#### TEXTE À ANALYSER:
________________
Martine Aballéa, Lætitia Benat, Gianni Motti, Claude Lévêque, Emmanuelle Mafille, Xavier Veilhan : Mais quels sont les musées préférés des artistes ?

Six créateurs nous parlent de leur institution de prédilection

Par Anaïd Demir · Le Journal des Arts

Le 29 juin 2001 - 1785 mots

Quel est votre musée de prédilection ? Nous avons posé cette question à six artistes qui nous détaillent leurs institutions préférées, celles qui les passionnent, les étonnent ou les émeuvent. Ils nous parlent ensuite des influences que ces musées et les œuvres qu’ils conservent peuvent avoir sur leur propre production plastique.

Martine Aballéa
Quel est votre musée de prédilection et pourquoi ?
________________
#### EXERCICES À FAIRE:
A: Recopiez un passage de l'article sur les musées préférés des artistes : commencez aux mots "Six créateurs nous" et arrêtez-vous après "propre production plastique.".
B: Les affirmations suivantes concordent-elles avec l'article sur les musées préférés des artistes ? (i) La question a été posée à six artistes. (ii) L'article a paru en 2002. (iii) L'article compte 1785 mots. Répondez par oui ou par non, en citant les mots décisifs du texte.

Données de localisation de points
________________
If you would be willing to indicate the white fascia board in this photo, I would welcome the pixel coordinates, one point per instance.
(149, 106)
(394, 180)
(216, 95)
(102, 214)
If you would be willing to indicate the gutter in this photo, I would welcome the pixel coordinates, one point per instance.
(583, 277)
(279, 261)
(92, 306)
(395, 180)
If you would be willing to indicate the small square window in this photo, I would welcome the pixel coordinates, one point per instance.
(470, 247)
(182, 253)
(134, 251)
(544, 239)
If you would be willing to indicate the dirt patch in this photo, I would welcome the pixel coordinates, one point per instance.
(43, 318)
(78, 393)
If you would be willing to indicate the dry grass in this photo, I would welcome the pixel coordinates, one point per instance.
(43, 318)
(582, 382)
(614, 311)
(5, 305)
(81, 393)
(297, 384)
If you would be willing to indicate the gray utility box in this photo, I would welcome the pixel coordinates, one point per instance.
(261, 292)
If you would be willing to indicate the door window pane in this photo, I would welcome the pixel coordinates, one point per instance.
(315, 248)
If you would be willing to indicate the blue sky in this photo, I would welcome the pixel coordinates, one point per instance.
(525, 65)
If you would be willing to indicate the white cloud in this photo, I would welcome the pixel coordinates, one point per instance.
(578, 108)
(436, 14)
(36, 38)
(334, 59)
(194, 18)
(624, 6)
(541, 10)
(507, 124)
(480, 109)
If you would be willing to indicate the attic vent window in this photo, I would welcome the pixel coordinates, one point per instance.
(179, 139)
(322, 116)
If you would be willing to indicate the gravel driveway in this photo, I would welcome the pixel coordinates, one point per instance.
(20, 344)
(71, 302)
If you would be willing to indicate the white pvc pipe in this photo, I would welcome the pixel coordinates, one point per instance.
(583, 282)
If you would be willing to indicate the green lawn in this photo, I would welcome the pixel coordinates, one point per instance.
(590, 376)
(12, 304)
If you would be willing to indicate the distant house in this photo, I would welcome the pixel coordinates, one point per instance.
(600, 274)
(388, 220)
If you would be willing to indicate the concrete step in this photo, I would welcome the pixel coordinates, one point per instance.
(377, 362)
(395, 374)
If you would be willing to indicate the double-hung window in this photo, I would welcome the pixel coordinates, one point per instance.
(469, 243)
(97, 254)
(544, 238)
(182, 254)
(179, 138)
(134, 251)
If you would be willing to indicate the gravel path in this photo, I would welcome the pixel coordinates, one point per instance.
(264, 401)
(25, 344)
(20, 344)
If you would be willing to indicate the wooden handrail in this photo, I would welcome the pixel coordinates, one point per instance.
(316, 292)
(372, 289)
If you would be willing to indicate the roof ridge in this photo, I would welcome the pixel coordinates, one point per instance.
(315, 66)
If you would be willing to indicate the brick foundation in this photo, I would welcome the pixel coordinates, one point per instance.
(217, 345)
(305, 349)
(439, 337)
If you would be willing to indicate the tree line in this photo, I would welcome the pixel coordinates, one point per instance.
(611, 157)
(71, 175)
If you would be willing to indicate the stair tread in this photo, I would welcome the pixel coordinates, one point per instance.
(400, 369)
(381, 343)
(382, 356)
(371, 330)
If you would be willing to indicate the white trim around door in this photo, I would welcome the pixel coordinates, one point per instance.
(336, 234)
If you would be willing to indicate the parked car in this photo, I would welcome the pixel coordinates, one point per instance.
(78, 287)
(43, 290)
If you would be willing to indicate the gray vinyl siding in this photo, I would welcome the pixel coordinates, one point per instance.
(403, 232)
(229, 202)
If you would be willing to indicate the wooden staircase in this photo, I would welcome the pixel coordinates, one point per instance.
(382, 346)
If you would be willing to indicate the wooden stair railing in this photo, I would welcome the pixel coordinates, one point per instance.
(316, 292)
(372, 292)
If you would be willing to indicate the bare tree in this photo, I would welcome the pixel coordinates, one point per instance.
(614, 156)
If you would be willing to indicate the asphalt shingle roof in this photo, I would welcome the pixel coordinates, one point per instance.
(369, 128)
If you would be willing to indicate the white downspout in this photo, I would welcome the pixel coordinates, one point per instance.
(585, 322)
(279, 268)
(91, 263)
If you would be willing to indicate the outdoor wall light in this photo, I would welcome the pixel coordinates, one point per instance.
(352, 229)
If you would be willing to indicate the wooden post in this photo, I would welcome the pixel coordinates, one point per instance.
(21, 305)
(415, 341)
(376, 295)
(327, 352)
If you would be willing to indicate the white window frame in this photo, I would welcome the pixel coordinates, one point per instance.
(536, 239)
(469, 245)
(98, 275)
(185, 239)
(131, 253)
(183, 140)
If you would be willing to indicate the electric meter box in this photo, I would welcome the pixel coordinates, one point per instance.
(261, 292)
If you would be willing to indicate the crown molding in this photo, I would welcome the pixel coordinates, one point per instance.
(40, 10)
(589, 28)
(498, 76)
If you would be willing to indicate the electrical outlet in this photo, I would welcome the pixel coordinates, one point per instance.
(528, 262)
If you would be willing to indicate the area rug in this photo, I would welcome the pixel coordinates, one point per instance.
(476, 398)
________________
#### CORRIGÉ CI-DESSOUS:
A:
Six créateurs nous parlent de leur institution de prédilection

Par Anaïd Demir · Le Journal des Arts

Le 29 juin 2001 - 1785 mots

Quel est votre musée de prédilection ? Nous avons posé cette question à six artistes qui nous détaillent leurs institutions préférées, celles qui les passionnent, les étonnent ou les émeuvent. Ils nous parlent ensuite des influences que ces musées et les œuvres qu’ils conservent peuvent avoir sur leur propre production plastique.

B:
(i) Oui : « Nous avons posé cette question à six artistes ».
(ii) Non : « Le 29 juin 2001 ».
(iii) Oui : « 1785 mots ».